— Start Provided passage —

Month: January 2021

Concrete Stipple Style.

I’ve gone on and on about the artistry of Clarence B. Best, the marble cutter who carved hundreds of gravestones in and around Wilson County between the 1920s and mid-1970s. Now, after a few years of exploring local African-American cemeteries, I recognize the signature work of other monument makers. Whether the work of an individual, like Best, or a company, they were likely produced in Wilson or an adjoining county, and perhaps by African-American craftsmen.

One common type of concrete monuments dates from the first quarter of the twentieth century. The basic design, which I will call Concrete Stipple Style, is a large rectangle with rounded edges, a smooth central field with stamped block letters and no punctuation, and a stippled border. Unlike Clarence Best’s work, the inscriptions are rigorously centered. I do not know enough about molding concrete to speculate why so many Concrete Stipple stones develop a deep crack about one-third down the face of the monument. (See below.)

— End Provided passage —
— Start Entries supplied —

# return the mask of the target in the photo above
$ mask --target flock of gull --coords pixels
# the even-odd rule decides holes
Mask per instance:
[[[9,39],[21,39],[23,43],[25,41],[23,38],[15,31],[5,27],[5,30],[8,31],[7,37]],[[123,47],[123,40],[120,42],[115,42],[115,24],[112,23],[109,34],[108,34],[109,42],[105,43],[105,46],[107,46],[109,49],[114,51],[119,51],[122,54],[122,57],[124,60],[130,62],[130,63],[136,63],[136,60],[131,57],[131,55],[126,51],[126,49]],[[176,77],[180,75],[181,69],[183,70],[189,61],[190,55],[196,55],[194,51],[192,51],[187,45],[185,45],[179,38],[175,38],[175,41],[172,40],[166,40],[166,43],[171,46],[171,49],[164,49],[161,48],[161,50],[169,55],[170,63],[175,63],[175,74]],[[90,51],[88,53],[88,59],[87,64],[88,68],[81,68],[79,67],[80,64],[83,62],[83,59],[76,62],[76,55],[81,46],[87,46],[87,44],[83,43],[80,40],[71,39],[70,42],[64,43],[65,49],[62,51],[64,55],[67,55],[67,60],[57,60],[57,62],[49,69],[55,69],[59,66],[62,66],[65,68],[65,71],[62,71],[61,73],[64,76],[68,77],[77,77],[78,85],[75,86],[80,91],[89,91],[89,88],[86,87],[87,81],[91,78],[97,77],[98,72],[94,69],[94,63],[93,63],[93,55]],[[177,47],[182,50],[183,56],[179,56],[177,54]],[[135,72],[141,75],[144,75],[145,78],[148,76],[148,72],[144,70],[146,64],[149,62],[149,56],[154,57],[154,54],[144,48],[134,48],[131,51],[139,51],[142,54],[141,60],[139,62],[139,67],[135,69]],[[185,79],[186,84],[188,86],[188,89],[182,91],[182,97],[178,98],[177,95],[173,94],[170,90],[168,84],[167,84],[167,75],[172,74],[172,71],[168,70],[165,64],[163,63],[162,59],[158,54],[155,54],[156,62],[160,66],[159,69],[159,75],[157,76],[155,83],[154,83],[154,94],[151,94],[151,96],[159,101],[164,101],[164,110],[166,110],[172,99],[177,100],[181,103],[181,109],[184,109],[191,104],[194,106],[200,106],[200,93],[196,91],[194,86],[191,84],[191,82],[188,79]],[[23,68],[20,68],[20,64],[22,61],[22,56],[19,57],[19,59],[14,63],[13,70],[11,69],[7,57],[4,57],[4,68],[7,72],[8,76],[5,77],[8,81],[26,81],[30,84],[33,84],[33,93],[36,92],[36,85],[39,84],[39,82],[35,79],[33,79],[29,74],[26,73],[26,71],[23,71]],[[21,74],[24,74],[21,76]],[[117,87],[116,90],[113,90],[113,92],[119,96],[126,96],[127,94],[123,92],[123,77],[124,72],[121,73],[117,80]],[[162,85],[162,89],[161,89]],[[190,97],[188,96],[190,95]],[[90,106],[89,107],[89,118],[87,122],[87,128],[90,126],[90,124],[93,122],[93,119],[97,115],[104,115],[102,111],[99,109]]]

— End Entries supplied —

**Set task**: Please translate this sentence from the gravestone passage into Spanish: "Unlike Clarence Best’s work, the inscriptions are rigorously centered." The records come from a separate source.

**Task response**: A diferencia de la obra de Clarence Best, las inscripciones están rigurosamente centradas.